Exactly repeat the line that contains "the green crop", then every line after it up to and including the final line.

──────────────────────────────

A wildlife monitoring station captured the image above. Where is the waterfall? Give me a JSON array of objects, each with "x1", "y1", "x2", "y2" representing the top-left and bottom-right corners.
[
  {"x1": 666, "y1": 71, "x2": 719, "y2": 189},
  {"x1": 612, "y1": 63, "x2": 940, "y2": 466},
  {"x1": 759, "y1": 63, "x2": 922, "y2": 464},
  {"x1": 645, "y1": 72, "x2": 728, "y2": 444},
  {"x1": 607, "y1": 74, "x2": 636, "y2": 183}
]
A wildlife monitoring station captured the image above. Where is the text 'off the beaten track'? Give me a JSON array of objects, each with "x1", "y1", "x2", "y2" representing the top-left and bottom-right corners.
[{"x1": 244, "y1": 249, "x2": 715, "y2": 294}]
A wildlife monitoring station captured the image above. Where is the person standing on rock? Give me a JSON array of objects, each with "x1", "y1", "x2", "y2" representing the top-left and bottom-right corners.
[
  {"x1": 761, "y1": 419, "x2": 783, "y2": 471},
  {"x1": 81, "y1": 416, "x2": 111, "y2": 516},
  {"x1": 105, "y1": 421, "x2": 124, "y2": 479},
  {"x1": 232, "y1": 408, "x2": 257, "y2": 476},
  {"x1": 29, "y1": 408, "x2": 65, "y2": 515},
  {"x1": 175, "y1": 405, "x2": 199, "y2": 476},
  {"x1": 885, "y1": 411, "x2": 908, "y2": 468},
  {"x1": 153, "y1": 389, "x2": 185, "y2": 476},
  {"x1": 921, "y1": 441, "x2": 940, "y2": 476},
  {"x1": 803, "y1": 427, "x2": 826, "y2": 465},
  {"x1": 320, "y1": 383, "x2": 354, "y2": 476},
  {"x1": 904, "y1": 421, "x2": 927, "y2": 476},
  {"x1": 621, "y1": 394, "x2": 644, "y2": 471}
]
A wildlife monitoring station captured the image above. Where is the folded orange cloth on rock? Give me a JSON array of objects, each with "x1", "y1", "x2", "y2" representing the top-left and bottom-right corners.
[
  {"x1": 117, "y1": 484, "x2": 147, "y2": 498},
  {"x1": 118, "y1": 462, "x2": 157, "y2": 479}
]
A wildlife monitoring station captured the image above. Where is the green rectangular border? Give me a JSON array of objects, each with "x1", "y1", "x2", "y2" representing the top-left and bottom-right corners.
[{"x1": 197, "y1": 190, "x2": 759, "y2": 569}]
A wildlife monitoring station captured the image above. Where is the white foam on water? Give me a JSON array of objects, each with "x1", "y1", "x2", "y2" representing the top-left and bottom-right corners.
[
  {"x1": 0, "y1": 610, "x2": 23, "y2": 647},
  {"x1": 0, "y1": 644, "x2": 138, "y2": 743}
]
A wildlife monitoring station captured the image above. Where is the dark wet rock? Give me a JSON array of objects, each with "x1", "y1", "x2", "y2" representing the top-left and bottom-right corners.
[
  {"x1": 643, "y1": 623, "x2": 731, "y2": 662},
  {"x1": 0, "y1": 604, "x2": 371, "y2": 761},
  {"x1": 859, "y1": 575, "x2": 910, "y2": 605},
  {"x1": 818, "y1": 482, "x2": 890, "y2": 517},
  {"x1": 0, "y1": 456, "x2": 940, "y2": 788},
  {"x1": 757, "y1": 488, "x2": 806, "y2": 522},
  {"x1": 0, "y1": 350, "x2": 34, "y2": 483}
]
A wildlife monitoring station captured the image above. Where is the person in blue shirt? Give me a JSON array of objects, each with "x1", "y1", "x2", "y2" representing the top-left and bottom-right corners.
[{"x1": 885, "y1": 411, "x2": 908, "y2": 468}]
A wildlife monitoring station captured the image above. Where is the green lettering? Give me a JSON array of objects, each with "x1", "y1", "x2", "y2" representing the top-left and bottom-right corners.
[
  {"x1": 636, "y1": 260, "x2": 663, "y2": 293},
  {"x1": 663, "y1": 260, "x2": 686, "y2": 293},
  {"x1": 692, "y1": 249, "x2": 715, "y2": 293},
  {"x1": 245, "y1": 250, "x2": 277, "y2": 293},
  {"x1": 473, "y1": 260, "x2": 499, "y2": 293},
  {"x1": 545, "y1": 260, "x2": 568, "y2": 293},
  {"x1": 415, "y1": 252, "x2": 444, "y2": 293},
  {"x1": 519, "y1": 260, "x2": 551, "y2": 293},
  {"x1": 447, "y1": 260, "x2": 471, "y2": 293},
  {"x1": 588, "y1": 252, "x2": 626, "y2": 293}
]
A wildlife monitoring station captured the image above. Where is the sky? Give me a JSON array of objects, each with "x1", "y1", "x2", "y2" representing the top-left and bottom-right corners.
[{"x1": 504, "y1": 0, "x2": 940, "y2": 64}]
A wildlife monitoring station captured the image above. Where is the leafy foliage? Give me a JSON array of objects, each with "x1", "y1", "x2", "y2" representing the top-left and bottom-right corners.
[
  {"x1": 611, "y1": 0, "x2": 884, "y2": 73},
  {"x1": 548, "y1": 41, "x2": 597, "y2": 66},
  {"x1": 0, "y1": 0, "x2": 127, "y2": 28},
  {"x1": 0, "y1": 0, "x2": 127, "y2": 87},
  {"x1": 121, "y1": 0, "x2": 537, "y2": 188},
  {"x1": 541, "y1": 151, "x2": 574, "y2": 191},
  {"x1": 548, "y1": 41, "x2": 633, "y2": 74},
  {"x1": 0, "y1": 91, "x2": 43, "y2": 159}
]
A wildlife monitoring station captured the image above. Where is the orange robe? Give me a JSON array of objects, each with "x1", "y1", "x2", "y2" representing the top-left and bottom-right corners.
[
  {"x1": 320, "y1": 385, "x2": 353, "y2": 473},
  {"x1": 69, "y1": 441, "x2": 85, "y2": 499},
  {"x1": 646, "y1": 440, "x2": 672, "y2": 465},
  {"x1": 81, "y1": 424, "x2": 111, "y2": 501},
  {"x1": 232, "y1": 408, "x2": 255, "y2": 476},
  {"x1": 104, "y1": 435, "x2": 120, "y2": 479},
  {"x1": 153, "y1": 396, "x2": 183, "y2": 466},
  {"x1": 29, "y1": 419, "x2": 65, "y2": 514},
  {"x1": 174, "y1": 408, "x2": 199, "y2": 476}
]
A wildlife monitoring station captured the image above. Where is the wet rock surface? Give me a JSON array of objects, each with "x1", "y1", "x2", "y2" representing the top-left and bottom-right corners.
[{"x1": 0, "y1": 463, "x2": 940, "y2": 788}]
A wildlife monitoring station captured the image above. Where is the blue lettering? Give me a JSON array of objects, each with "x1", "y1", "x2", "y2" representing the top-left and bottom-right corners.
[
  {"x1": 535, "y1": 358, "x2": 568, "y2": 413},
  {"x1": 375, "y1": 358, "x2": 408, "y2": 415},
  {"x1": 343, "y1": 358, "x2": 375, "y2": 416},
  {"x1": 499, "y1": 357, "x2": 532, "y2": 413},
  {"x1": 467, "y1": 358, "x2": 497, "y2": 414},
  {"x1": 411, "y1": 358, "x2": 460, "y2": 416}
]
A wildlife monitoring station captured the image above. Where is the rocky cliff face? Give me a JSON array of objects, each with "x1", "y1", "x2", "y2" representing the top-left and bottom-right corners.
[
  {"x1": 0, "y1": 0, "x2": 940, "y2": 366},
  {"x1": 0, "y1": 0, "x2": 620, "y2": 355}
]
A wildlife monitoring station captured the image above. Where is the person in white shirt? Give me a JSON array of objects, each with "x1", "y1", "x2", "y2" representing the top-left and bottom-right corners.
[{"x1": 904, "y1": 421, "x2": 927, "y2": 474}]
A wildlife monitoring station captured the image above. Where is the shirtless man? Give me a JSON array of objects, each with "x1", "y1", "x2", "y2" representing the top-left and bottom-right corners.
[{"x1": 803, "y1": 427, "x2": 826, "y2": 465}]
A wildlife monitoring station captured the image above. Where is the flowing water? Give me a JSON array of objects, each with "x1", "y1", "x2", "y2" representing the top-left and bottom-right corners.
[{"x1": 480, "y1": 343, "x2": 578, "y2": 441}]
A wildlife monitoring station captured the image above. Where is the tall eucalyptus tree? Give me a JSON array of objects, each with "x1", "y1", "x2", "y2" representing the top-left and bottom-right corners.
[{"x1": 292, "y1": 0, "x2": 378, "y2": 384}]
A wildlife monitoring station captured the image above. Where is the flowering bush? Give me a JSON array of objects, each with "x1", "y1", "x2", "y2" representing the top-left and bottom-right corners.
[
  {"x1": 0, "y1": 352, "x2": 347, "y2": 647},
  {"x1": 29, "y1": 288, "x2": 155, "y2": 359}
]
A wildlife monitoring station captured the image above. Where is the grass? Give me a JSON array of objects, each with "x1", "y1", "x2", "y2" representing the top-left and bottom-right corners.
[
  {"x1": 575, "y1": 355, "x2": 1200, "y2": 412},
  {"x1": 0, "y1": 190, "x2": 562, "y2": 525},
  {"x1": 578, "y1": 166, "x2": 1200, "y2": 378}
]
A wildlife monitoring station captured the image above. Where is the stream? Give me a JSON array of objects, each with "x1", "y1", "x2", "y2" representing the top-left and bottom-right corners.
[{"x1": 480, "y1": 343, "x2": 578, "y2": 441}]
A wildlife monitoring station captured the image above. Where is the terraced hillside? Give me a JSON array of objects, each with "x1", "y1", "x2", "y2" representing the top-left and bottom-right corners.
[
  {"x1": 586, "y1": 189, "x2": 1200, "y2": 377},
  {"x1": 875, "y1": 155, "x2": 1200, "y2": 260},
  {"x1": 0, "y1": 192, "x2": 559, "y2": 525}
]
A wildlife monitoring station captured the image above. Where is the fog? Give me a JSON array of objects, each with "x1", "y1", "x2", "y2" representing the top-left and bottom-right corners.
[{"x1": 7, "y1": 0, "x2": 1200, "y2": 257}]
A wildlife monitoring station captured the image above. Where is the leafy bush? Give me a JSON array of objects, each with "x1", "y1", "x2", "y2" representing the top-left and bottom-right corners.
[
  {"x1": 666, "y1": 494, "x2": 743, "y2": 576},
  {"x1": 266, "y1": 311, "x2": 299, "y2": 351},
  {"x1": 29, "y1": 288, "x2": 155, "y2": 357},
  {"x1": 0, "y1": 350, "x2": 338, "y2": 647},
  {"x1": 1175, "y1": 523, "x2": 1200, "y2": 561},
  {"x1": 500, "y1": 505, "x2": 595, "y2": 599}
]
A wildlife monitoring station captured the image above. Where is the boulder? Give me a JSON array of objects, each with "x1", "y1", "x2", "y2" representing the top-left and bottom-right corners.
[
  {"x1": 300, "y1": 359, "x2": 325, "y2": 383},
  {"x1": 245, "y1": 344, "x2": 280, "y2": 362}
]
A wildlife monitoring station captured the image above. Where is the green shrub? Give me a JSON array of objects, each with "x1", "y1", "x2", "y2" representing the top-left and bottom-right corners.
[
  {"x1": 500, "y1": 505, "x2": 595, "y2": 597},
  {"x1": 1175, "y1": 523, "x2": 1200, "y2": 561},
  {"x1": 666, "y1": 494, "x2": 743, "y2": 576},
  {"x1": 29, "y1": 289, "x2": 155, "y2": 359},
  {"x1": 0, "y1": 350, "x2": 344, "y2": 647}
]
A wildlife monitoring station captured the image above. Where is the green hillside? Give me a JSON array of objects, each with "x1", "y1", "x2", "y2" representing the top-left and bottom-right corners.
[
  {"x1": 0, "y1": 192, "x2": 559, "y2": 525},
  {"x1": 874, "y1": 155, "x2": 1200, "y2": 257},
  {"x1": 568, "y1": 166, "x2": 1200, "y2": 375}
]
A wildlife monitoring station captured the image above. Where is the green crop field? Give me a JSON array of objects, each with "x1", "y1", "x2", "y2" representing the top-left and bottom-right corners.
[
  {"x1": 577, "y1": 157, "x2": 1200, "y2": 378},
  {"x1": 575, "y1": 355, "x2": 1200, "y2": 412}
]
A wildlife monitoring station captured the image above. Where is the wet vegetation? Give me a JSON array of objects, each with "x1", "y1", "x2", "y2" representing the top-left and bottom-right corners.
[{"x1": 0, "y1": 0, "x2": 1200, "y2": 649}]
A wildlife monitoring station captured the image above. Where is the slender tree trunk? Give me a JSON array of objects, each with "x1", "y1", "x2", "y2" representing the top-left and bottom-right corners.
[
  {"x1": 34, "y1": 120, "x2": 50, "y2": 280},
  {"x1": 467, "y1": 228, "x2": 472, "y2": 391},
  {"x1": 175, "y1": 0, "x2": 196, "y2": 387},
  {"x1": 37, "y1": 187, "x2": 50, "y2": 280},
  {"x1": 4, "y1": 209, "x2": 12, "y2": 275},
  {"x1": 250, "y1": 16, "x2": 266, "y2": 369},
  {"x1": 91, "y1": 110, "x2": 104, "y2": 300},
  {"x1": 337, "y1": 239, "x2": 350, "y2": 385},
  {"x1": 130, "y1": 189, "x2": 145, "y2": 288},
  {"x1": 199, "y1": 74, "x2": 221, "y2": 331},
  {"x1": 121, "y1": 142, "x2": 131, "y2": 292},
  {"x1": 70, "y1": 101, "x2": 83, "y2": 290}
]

──────────────────────────────

## Answer below
A wildlife monitoring station captured the image above. Where is the green crop field? Give me a JSON array of objects, each with "x1", "y1", "x2", "y2" representing the top-left and bottom-right corners.
[
  {"x1": 577, "y1": 157, "x2": 1200, "y2": 378},
  {"x1": 575, "y1": 355, "x2": 1200, "y2": 412}
]
A wildlife monitoring station captured the image above. Where is the wet vegetation? Give me a JSON array of objects, each with "x1", "y1", "x2", "y2" representing the top-left and bottom-right corners.
[{"x1": 0, "y1": 0, "x2": 1200, "y2": 649}]
A wildlife monitoring station captured the image above. Where is the slender tree trunk? Give me a JSON array of objects, each with "x1", "y1", "x2", "y2" representing the top-left and bottom-right corners.
[
  {"x1": 34, "y1": 120, "x2": 50, "y2": 280},
  {"x1": 467, "y1": 228, "x2": 472, "y2": 391},
  {"x1": 175, "y1": 0, "x2": 196, "y2": 387},
  {"x1": 37, "y1": 187, "x2": 50, "y2": 280},
  {"x1": 4, "y1": 209, "x2": 12, "y2": 275},
  {"x1": 250, "y1": 16, "x2": 266, "y2": 369},
  {"x1": 91, "y1": 110, "x2": 104, "y2": 300},
  {"x1": 337, "y1": 239, "x2": 350, "y2": 385},
  {"x1": 130, "y1": 189, "x2": 145, "y2": 288},
  {"x1": 199, "y1": 74, "x2": 221, "y2": 331},
  {"x1": 121, "y1": 142, "x2": 131, "y2": 292},
  {"x1": 70, "y1": 101, "x2": 83, "y2": 290}
]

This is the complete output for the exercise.